Transcreva literalmente, do trecho sobre os vilões de "Mad Max", a parte que vai de "Coerente com essa" até "entre as obras.".

*Trecho selecionado:*
┌──

Do ponto de vista da caracterização, o grupo tem um figurino com roupas de couro (o que, porém, é compartilhado pelos policiais, com menos cores) e/ou peles de animais, unhas e cabelos eventualmente pintados e – o que mais chama a atenção – adota comportamentos animalescos. É aqui que Miller explora o exótico da realidade criada: os delinquentes são simplesmente insanos, fazendo por vezes sons e gestos de animais antes de uma abordagem (como se a pessoa visada fosse uma presa); suas risadas são perturbadoras (sobretudo do Cavaleiro da Noite); e há o uso confesso de entorpecentes, o que combina com alucinações como a equiparação de um manequim a uma pessoa real e a autodeclaração como “o eleito”.

Coerente com essa proposta, os vilões atuam em overacting, destacando-se Tim Burns no papel de Johnny the Boy e Hugh Keays-Byrne como Toecutter (“Cortador de dedos”, em tradução livre). O primeiro representa um resquício de sociabilidade na gangue, que é, todavia, obscurecida pelo uso de drogas e pela alienação promovida pelo segundo. Keays-Byrne retoma a parceria com Miller em “Mad Max: estrada da fúria”, de 2015, novamente como um vilão, Immortan Joe. O vilão mais recente é caracterizado pelo visual único e pela racionalidade; o de 1979 é tresloucado e imprevisível, como ao satirizar uma arma que lhe é apontada e ao amedrontar o homem da estação de trem. Mesmo que os vilões não sejam tão caricatos quanto os de “Mad Max 2 – a caçada continua”, que progride nesse sentido, o importante é perceber o componente exótico já presente, uma vez que há uma linha de continuidade entre as obras.

└──

*Informações fornecidas:*
┌──

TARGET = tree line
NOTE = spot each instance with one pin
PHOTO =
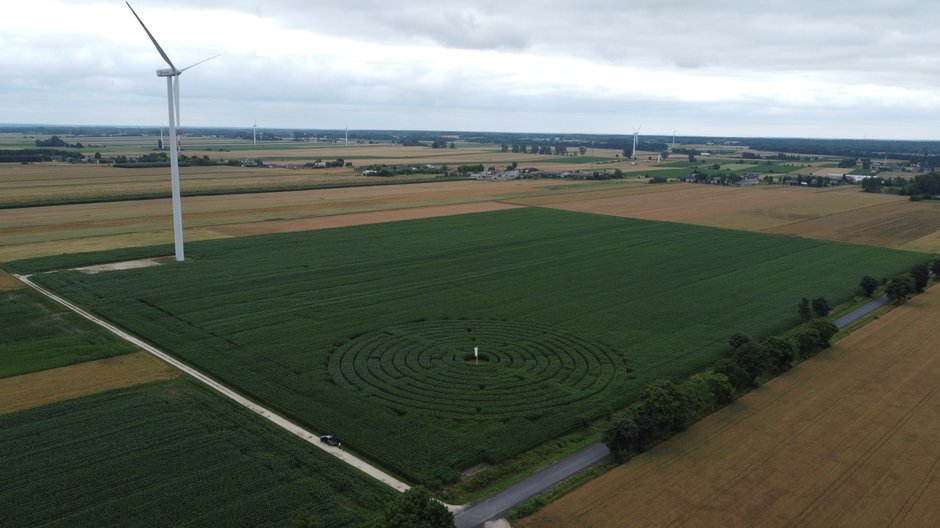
(668, 407)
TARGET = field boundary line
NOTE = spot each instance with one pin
(218, 387)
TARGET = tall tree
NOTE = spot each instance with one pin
(869, 284)
(899, 288)
(921, 274)
(806, 311)
(416, 509)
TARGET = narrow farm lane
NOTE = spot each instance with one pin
(861, 311)
(256, 408)
(504, 501)
(469, 517)
(497, 505)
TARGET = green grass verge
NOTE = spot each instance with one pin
(368, 328)
(39, 334)
(169, 454)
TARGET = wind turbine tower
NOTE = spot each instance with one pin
(172, 75)
(636, 133)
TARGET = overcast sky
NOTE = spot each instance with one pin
(805, 68)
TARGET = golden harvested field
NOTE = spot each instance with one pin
(63, 383)
(837, 213)
(848, 438)
(345, 220)
(44, 181)
(40, 231)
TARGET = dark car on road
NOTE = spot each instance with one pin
(330, 440)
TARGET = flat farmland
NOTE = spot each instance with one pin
(50, 182)
(39, 334)
(839, 213)
(169, 453)
(371, 328)
(51, 230)
(91, 377)
(848, 438)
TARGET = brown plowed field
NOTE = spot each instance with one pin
(839, 213)
(40, 231)
(63, 383)
(848, 438)
(326, 222)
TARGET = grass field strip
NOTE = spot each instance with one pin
(269, 415)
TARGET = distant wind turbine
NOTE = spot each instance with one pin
(636, 133)
(173, 106)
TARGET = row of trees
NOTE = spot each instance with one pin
(558, 150)
(900, 287)
(921, 186)
(666, 407)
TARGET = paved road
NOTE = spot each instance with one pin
(861, 311)
(269, 415)
(497, 505)
(471, 517)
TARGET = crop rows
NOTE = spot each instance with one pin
(363, 331)
(428, 368)
(168, 454)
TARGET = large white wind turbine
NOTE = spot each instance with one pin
(636, 132)
(173, 105)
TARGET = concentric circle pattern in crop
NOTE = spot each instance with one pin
(430, 368)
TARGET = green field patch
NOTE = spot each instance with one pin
(39, 334)
(431, 368)
(169, 454)
(363, 331)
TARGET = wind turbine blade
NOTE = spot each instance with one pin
(176, 103)
(198, 63)
(162, 53)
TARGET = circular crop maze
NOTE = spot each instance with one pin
(429, 367)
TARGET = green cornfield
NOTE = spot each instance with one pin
(169, 454)
(369, 332)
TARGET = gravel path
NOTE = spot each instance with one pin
(280, 421)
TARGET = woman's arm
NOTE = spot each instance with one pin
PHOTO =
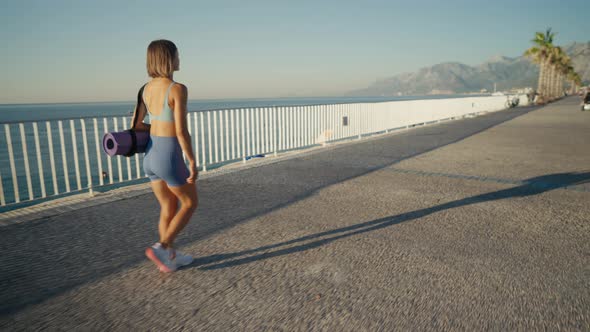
(141, 112)
(180, 96)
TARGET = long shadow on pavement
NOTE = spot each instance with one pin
(530, 187)
(44, 258)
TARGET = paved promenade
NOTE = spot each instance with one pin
(480, 223)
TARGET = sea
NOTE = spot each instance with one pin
(11, 113)
(72, 163)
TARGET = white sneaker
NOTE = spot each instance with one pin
(183, 259)
(161, 257)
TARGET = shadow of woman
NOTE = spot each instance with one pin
(529, 187)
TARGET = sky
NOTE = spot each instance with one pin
(94, 51)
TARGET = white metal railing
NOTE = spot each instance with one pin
(32, 168)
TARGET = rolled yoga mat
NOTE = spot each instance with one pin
(120, 143)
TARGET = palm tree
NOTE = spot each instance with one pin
(555, 60)
(539, 53)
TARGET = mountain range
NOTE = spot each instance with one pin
(453, 77)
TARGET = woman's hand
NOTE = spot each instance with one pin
(194, 174)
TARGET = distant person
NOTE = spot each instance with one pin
(172, 183)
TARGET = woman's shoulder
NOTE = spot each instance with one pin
(179, 89)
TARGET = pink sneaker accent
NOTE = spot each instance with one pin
(161, 257)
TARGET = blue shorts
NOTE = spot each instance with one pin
(163, 161)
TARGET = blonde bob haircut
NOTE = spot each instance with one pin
(160, 58)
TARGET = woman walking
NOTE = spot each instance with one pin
(164, 101)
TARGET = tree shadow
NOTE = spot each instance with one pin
(529, 187)
(47, 257)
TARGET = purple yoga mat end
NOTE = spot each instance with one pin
(119, 143)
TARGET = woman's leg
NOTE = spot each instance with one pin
(187, 196)
(168, 205)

└──

*Solução do exercício:*
Coerente com essa proposta, os vilões atuam em overacting, destacando-se Tim Burns no papel de Johnny the Boy e Hugh Keays-Byrne como Toecutter (“Cortador de dedos”, em tradução livre). O primeiro representa um resquício de sociabilidade na gangue, que é, todavia, obscurecida pelo uso de drogas e pela alienação promovida pelo segundo. Keays-Byrne retoma a parceria com Miller em “Mad Max: estrada da fúria”, de 2015, novamente como um vilão, Immortan Joe. O vilão mais recente é caracterizado pelo visual único e pela racionalidade; o de 1979 é tresloucado e imprevisível, como ao satirizar uma arma que lhe é apontada e ao amedrontar o homem da estação de trem. Mesmo que os vilões não sejam tão caricatos quanto os de “Mad Max 2 – a caçada continua”, que progride nesse sentido, o importante é perceber o componente exótico já presente, uma vez que há uma linha de continuidade entre as obras.